Starting at the first line and ending at the line containing "[[109, 90, 780, 447]]", write out those lines again, requests included, shifting every bounding box coordinate in the answers up by 7. Give only these lines.

◆ **Entries supplied**
- - -
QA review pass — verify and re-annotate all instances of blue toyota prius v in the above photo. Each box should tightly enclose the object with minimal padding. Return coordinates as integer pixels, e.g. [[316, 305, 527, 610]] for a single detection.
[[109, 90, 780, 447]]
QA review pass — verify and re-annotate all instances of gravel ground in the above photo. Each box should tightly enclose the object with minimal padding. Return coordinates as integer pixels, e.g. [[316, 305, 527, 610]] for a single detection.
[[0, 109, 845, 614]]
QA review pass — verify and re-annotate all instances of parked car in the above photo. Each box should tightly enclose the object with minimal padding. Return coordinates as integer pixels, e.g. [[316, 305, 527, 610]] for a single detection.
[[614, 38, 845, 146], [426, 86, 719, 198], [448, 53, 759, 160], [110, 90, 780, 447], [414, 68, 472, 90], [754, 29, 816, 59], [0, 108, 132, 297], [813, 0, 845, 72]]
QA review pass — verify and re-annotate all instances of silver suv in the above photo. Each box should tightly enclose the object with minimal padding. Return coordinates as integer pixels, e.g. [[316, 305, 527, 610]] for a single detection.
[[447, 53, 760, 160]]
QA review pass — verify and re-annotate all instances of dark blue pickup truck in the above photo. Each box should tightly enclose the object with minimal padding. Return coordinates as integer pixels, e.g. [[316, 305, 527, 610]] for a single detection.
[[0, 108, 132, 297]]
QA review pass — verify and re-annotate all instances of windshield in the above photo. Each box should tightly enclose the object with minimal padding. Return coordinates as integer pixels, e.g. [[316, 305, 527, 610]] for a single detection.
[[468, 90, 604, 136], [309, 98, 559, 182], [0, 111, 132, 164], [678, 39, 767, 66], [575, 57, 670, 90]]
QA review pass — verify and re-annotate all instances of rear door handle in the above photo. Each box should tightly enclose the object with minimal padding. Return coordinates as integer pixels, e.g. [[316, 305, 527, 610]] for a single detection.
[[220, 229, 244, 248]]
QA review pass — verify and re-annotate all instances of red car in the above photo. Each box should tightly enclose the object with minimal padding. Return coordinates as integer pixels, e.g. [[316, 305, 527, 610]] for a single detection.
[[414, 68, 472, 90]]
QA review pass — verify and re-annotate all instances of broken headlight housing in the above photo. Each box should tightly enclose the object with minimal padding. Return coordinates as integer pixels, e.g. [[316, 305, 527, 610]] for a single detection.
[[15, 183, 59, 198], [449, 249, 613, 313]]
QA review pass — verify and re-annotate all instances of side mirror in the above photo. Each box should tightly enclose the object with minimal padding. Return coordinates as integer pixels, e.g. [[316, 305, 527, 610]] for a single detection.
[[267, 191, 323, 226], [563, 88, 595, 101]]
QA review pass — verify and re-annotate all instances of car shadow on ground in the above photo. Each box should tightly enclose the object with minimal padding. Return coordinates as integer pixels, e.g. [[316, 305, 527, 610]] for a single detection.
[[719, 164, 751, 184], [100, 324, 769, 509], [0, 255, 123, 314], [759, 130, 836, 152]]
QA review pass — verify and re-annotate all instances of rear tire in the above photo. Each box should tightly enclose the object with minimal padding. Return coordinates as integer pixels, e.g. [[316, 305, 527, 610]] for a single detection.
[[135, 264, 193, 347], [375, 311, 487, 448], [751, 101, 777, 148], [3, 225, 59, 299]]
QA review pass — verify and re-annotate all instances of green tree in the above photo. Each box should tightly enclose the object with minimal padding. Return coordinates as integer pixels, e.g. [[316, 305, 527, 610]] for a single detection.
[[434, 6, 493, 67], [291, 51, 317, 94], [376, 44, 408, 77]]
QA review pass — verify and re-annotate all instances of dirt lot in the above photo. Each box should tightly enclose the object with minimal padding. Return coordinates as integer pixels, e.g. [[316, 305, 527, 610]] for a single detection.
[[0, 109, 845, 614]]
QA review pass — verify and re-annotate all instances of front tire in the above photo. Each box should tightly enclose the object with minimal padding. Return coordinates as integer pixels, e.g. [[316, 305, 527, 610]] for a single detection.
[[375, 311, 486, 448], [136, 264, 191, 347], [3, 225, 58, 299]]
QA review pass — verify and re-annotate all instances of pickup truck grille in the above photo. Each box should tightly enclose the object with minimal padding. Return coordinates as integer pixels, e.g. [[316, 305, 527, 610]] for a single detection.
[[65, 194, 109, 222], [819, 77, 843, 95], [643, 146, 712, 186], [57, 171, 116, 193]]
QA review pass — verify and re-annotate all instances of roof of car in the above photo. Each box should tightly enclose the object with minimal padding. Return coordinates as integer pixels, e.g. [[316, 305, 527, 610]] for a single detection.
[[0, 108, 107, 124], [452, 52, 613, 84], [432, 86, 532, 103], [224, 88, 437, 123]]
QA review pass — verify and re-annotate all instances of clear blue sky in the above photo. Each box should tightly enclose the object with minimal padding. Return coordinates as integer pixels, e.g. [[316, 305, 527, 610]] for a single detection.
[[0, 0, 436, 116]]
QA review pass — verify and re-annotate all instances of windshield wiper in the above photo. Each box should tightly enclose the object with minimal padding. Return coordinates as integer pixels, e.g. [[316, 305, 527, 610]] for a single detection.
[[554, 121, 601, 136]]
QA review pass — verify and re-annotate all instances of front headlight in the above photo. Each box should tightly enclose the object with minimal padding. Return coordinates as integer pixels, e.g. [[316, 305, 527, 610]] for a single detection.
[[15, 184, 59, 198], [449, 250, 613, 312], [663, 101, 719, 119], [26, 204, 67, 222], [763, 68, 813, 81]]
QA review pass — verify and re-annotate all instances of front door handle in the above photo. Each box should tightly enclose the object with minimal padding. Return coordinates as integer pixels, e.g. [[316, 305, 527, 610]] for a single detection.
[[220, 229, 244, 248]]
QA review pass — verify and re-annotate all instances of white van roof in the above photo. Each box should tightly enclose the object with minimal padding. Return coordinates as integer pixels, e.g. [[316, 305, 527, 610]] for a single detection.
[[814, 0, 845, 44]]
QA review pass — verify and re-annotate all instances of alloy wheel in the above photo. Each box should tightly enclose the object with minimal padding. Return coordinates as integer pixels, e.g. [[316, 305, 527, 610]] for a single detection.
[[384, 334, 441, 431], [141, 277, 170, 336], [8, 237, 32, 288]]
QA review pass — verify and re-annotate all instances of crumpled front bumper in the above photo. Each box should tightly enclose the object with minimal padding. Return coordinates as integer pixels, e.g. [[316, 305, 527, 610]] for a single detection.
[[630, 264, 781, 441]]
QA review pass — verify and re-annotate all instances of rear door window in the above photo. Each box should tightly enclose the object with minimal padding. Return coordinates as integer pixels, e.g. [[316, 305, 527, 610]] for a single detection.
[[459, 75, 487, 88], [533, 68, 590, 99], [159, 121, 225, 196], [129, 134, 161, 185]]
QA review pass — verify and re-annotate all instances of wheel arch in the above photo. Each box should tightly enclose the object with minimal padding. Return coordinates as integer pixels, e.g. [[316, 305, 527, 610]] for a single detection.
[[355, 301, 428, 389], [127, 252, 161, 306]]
- - -
◆ **Solution to this exercise**
QA review pass — verify and re-annotate all instances of blue toyota prius v in the above photo. Each box should tightly enclose the object with minimal padding. Return coordinates as integer pixels, e.g. [[316, 305, 527, 610]] for a single detection.
[[116, 97, 787, 454]]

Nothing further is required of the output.